• EXCERPT PROVIDED:
>>
2.2. Electric Control and Functionality of the Electrolyte Gate

Electronic control over the gate potential during the optical measurements is realized by a source-measurement unit (Keysight Technologies). In order to minimize hysteresis effects, the top gate voltage is changed with a very slow scan rate of ≤3.3 mV/s${}^{-1}$ for PL and 2 mV/s${}^{-1}$ for SIE measurements, respectively. Leakage currents are monitored during the optical measurements to ensure stability of the gate. The gate voltage is swept at most between −13 V and 13 V. Even with this low scanning approach, well-known hysteresis effects due to low-mobile ions and (interfacially) trapped charges cannot be completely suppressed [40]. For this reason, the sweep direction and rate were kept constant in all measurements.

2.3. Spectroscopic Imaging Ellipsometry

Spectroscopic imaging ellipsometry (SIE) measurements are done with an imaging ellipsometer (accurion GmbH) using a supercontinuum white-light source with narrow tunable filters (both NKT Photonics GmbH) for illumination. The experiments are carried out at room temperature. In order to improve the stability of the field-effect structures during optical measurements, the samples are placed inside a home-built vacuum cell (vacuum $p<$ 10${}^{-3}$ mbar) with windows suitable for SIE experiments in reflectance geometry using 55${}^{\circ }$ as angle of incidence. The incident light is guided through a polarizer for linear polarization and then through a compensator to prepare elliptically polarized light. The reflected light is directed through an ultra-low NA objective ($NA\approx 0.{01}^{\circ }$) to maintain nearly parallel light and imaged by an array detector after passing an analyzer. In a suitable coordinate system, the complex reflectance matrix is described by $\rho =r_p/r_s=tan\mathsf{\Psi }·expi\mathsf{\Delta }$, where $\rho$ is the complex reflectance ratio, $r_p$ and $r_s$ are the amplitudes of the parallel (p) and orthogonal (s) components of the reflected light normalized to the amplitude of the incoming light, $\mathsf{\Psi }$ and $\mathsf{\Delta }$ are the ellipsometric angles. To describe the SIE spectra of the field-effect structures and to extract the dielectric functions of WS${}_2$ ML in dependence of the gate voltage, a comprehensive multilayer model consisting of substrate, interlayer, WS${}_2$ and electrolyte layer each described by a suitable combination of Cauchy and/or Lorentzian and/or Tauc-Lorentz terms is developed and fit to the experimental data via regression analysis [41,42]. This regression analysis enables us to extract the dielectric functions of the WS${}_2$ layers for different gate voltages. To improve the accuracy, several regions on and off the WS${}_2$ layers have been investigated. By this approach, SIE measurements provide access to the dielectric function even if the imaginary part is largely suppressed by nearly fully screened excitons as it is the case for high doping densities. In this scenario, measurements of the absorption spectra from differential reflectance and extracting the dielectric functions by a Kramers–Kronig analysis is no longer possible [43].
<<
• PROVIDED DATA:
>>
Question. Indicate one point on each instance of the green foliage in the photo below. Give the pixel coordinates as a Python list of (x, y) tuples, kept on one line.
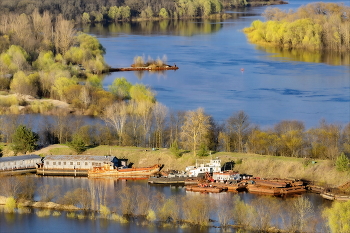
[(24, 140), (140, 92), (15, 59), (62, 85), (45, 60), (85, 18), (119, 13), (77, 144), (151, 215), (94, 81), (203, 150), (23, 84), (10, 205), (169, 211), (338, 217), (342, 163), (174, 148), (163, 13), (104, 211), (308, 28), (120, 88)]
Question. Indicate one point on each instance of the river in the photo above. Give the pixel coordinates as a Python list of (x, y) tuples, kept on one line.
[(273, 87), (210, 55), (31, 222)]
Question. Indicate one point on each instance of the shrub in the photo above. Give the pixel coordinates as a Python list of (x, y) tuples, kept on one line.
[(56, 213), (342, 163), (338, 217), (10, 205), (43, 213), (71, 215)]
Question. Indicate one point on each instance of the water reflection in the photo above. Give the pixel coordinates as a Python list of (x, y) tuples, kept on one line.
[(327, 57), (166, 27)]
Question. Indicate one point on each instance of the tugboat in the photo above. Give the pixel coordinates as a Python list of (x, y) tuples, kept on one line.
[(109, 171)]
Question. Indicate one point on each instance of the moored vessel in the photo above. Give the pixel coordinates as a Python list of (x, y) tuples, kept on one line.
[(109, 171)]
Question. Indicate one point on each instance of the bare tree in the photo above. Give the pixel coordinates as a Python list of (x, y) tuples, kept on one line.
[(116, 115), (195, 129), (239, 126), (160, 112), (64, 34)]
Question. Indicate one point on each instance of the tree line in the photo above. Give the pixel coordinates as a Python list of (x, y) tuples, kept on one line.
[(144, 123), (314, 26), (103, 10)]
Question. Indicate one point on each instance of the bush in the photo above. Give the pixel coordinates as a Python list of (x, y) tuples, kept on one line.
[(43, 213), (151, 216), (10, 205), (342, 163), (77, 144), (338, 217)]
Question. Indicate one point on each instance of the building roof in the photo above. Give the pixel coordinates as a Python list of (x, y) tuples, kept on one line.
[(80, 158), (17, 158)]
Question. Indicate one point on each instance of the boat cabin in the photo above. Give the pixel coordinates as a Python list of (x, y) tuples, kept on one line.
[(78, 161), (204, 166), (19, 162), (225, 176)]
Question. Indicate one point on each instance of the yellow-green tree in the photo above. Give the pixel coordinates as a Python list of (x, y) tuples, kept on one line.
[(195, 129), (140, 92)]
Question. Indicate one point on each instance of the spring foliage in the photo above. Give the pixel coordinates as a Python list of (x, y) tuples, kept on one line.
[(338, 217), (315, 26)]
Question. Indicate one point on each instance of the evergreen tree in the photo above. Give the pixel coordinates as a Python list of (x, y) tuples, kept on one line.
[(24, 140), (77, 144)]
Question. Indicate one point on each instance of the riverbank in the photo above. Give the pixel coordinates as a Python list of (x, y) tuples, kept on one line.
[(319, 172)]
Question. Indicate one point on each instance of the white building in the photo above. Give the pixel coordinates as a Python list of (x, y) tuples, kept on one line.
[(204, 166), (19, 162)]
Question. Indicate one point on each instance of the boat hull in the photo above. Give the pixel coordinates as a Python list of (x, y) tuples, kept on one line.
[(127, 172)]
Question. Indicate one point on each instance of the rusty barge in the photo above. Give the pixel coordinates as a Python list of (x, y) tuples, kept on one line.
[(145, 68)]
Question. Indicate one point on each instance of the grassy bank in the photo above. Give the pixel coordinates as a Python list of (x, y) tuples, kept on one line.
[(321, 172)]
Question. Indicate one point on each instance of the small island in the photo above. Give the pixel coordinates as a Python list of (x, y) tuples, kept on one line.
[(140, 64)]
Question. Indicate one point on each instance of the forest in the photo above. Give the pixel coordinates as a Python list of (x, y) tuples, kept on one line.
[(43, 56), (110, 10), (151, 124), (315, 26)]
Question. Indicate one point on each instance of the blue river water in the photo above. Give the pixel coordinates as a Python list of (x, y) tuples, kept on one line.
[(211, 55)]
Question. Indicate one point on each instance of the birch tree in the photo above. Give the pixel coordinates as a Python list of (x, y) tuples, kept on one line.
[(116, 115), (195, 129)]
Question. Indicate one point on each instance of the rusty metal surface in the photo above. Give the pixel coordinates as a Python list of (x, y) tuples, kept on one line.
[(79, 158)]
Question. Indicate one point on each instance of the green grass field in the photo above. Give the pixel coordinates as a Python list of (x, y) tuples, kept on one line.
[(321, 172)]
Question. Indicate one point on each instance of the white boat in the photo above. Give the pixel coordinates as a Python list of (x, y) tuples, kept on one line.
[(204, 166)]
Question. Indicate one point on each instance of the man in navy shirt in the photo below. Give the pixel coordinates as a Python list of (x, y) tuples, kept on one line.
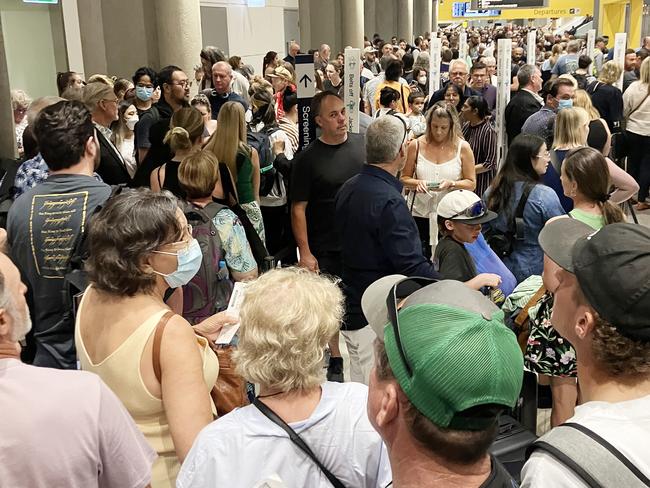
<<
• WHAT IS ASKED:
• 1. Reproduce verbatim the part of the ellipsometry text between "Electronic control over" and "in all measurements.", inclusive.
• 2. Extend the ellipsometry text past its final sentence.
The items stand apart from the ellipsometry text.

• RESULTS FOR THE EXERCISE:
• 1.
Electronic control over the gate potential during the optical measurements is realized by a source-measurement unit (Keysight Technologies). In order to minimize hysteresis effects, the top gate voltage is changed with a very slow scan rate of ≤3.3 mV/s${}^{-1}$ for PL and 2 mV/s${}^{-1}$ for SIE measurements, respectively. Leakage currents are monitored during the optical measurements to ensure stability of the gate. The gate voltage is swept at most between −13 V and 13 V. Even with this low scanning approach, well-known hysteresis effects due to low-mobile ions and (interfacially) trapped charges cannot be completely suppressed [40]. For this reason, the sweep direction and rate were kept constant in all measurements.

• 2.
2.4. Photoluminescence Spectroscopy

The $\mathsf{\mu }$-PL measurements are performed with a home-built microscope set-up using free beam optics. The samples are placed on x-y-z piezo actuators for precise positioning and are excited with the green light of a solid-state diode laser emitting at 532 nm. The excitation power is kept constant at around 50 μW. The light is focused on the sample using a 50× magnification objective (Mitutoyo) resulting in a spot size with a diameter of less than 2 μm corresponding to an excitation power density of about 16 kW/cm${}^2$. The emitted light is focused to the entrance slit of a single stage grating spectrometer (Princeton instruments) and the dispersed light is collected using a CCD. All optical measurements are carried out in vacuum ($p<$ 10${}^{-3}$ mbar) at room temperature.

3. Results

3.1. Optically Detected Band Edges

The optical measurements on highly ambipolar doped WS${}_2$ monolayers are carried out on the optimized field-effect structures sketched in Figure 1a that are suitable for gate-voltage-dependent PL and SIE studies. The electronic double layer (EDL) provides high capacitance such that electric field tunability and charge carrier dependence of the absorption and emission spectrum over a wide range can be studied. The large geometrical gate capacitance allows us to shift the chemical potential $\mathsf{\mu }$ and, hence, $E_F$ through the band gap from the CB to the VB of WS${}_2$ and vice versa as schematically depicted in Figure 1b. In this way, exciton species can be studied in absence and presence of free charge carriers with varying polarity and density over a wide range (see Figure 1b).

The relation between exciton binding energy $E_{bind}$, optical interband transition $E_{opt}$ and single-particle band gap is $E_{gap}=E_{opt}+E_{bind}$ as sketched in Figure 1b. This relation does not directly allow the determination of $E_{gap}$ and $E_{bind}$ from optical interband emission or absorption measurements. The application of an electric field via the gate voltage $V_g$ on the WS${}_2$ field-effect structure causes a shift of the chemical potential $\mathsf{\Delta }\mu$ of the gate with respect to the electronic band structure and a shift of the electrostatic potential $\mathsf{\Delta }\mathsf{\Phi }=e\mathsf{\Delta }n\left(p\right)/C_g$ with $\mathsf{\Delta }n\left(p\right)$ being the electrostatically induced change in electron (hole) densities and $C_g$ the gate capacitance [31,40]. The Fermi level $E_F$ of the semiconductor aligns with the electrochemical potential $\mathsf{\mu }$. Overall, we distinguish between three regimes regarding the position of $E_F$ (equivalently $\mathsf{\mu }$) relative to the band edges as indicated in Figure 1b. In regime I, the Fermi level $E_F$ of the semiconducting WS${}_2$ ML is located inside the single-particle band gap of WS${}_2$. Regime II and regime III correspond to $E_F$ inside the CB or VB causing high and very high charge doping, respectively.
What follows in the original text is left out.